* What you are asked to do *
Put the lines of the entries below into a JSON list of strings, one string per line and blank lines left out, starting with the line that contains "Objective — for every instance of the stone building" and going on through the line that contains "[[143, 367], [270, 338]]", both included. Cover only those lines.

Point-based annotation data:

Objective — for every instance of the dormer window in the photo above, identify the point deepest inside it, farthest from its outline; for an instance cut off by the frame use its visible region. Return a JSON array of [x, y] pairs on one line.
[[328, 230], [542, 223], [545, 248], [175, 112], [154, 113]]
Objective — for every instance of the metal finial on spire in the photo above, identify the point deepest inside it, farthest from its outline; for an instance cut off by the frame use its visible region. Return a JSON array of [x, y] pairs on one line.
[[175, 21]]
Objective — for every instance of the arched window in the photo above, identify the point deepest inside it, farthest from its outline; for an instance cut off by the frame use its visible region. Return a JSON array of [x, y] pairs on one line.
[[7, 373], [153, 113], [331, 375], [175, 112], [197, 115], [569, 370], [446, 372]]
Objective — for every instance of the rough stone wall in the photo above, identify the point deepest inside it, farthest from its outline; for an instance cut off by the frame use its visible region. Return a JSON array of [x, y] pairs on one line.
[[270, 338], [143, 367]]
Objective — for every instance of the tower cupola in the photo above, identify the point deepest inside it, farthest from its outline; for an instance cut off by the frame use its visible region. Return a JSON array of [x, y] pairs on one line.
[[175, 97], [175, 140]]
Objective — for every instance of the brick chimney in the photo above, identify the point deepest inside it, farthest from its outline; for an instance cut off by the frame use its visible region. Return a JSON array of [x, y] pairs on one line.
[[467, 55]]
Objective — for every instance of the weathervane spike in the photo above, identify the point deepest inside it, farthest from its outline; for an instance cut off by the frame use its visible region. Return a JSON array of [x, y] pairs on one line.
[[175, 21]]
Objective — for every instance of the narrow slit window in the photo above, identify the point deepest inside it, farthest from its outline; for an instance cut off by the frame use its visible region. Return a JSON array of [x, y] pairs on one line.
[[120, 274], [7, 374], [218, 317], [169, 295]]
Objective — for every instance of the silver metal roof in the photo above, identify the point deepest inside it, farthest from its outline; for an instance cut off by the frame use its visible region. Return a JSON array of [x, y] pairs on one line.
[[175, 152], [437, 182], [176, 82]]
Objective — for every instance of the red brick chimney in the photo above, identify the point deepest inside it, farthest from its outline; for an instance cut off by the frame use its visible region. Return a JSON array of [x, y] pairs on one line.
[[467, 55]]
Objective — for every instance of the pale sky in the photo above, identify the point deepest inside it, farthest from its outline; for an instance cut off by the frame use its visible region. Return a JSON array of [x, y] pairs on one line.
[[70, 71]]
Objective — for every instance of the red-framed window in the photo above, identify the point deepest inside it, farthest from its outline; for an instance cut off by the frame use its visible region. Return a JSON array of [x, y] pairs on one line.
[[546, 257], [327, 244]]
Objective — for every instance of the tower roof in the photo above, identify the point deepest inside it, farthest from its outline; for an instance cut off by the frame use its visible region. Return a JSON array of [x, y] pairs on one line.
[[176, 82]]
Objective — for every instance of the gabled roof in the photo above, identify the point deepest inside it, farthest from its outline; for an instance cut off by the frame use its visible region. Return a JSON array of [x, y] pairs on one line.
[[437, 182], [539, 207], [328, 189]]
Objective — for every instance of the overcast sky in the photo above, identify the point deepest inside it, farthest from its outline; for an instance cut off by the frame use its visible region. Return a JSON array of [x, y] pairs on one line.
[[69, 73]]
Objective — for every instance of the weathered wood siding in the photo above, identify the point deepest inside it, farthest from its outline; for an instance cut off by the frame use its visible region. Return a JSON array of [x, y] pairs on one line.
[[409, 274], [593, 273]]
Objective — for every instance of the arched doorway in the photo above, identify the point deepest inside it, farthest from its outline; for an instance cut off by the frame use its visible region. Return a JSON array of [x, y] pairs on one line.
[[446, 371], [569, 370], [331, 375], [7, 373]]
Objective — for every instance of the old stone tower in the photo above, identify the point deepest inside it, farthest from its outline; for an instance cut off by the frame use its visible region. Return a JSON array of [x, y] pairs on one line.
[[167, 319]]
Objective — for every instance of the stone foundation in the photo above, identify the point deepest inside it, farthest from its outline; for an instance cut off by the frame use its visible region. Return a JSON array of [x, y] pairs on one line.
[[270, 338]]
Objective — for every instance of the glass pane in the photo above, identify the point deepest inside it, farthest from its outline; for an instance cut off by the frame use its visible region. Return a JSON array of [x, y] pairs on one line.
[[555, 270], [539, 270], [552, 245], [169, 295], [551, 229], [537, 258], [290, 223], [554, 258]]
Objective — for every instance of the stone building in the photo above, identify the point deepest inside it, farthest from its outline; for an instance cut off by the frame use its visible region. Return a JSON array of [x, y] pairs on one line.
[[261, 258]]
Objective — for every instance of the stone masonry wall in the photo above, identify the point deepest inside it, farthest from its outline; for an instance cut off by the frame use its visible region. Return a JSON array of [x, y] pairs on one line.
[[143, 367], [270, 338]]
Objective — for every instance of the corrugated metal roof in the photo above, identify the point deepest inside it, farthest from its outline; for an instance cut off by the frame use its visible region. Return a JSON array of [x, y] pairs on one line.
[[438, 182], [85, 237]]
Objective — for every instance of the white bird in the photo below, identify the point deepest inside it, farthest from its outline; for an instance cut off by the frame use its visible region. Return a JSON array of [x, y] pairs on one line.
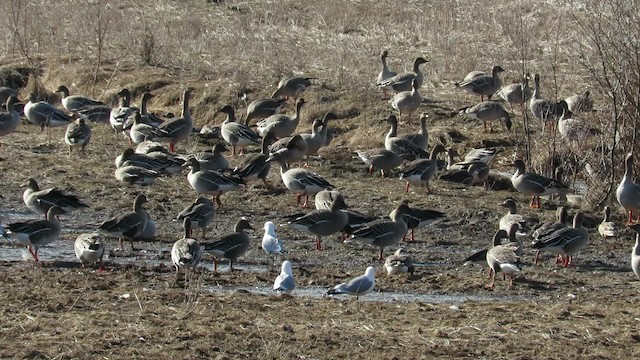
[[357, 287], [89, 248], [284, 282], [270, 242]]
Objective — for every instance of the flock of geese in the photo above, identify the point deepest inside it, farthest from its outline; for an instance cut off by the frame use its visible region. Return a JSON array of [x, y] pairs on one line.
--
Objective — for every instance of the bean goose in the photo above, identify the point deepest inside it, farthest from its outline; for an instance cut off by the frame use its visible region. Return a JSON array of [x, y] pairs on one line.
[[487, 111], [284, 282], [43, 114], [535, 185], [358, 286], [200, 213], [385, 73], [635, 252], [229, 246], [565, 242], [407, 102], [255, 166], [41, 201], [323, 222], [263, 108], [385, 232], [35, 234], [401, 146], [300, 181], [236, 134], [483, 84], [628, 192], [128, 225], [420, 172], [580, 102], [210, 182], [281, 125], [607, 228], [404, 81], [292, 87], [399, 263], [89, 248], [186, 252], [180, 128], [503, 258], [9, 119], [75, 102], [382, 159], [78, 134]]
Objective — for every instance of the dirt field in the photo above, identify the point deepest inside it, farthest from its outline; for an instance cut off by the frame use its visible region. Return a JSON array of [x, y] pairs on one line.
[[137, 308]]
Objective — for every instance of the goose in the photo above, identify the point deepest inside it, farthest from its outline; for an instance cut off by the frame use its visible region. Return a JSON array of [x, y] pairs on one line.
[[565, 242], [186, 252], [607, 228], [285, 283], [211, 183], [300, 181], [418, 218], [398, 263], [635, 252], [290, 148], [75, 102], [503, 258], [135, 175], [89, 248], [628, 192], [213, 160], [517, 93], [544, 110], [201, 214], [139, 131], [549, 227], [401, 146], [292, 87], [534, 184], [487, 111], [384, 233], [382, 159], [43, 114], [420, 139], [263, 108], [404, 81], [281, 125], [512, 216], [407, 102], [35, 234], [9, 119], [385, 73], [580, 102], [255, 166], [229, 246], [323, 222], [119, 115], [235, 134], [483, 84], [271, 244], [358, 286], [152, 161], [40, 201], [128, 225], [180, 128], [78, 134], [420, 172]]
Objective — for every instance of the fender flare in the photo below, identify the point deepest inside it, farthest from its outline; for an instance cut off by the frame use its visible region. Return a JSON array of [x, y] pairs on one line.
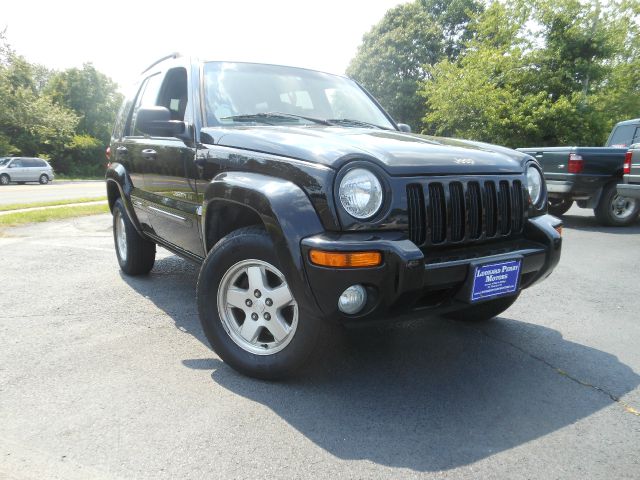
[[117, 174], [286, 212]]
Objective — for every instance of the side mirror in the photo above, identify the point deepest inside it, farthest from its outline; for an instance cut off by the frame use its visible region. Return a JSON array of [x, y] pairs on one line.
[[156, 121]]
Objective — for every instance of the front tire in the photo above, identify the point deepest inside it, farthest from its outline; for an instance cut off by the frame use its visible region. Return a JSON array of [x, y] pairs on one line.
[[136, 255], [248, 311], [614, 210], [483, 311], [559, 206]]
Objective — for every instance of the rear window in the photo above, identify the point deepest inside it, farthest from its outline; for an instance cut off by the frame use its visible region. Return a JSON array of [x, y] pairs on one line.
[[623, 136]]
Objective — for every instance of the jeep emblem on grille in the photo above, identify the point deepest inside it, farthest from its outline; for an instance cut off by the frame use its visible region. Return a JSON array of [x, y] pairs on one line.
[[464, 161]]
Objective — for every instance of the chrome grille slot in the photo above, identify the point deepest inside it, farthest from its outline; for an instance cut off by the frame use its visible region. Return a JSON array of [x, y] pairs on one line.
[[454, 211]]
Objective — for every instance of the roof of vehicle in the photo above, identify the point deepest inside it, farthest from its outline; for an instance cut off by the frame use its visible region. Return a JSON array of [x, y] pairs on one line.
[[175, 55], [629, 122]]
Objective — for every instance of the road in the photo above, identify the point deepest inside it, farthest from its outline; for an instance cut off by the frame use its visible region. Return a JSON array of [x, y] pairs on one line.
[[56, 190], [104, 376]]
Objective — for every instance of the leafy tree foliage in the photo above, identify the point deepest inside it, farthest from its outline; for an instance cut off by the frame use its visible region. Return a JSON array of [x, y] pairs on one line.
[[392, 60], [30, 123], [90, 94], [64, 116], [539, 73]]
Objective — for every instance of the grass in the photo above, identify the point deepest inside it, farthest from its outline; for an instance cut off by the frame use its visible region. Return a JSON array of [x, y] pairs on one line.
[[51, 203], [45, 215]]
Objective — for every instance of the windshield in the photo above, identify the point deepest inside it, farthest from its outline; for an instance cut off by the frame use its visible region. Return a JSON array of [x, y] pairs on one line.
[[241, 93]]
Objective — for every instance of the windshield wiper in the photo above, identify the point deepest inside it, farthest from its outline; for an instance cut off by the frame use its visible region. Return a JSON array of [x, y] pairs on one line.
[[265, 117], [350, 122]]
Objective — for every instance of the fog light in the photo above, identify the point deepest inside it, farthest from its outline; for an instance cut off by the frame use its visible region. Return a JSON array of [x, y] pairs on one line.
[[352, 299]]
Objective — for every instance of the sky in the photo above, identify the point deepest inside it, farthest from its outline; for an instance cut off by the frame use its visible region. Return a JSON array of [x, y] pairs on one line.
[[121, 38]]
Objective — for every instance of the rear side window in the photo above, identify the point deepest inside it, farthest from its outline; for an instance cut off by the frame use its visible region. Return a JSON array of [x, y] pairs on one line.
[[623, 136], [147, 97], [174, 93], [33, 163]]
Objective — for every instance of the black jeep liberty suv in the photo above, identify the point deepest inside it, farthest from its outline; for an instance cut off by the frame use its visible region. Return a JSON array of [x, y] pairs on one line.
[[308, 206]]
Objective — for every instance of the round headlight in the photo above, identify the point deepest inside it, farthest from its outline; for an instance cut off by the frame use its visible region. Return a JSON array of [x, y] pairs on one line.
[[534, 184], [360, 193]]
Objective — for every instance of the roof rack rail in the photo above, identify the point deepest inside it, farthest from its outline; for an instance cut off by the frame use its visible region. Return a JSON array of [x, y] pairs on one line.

* Complete output *
[
  "Objective — for every instance of the stone building in the photo above, identify the point deepest inside it, farthest from its outline; for an instance cut off by the frame use its visible region. Return a JSON array of [x, y] pairs on one line.",
  "[[261, 258]]",
  "Objective — for every instance of the stone masonry wall in the photo above, identify the point deepest inside it, farthest from its outline; for an instance cut off by the frame use its visible region. Return a JSON array of [x, y] pairs on one line.",
  "[[143, 367], [270, 338]]"
]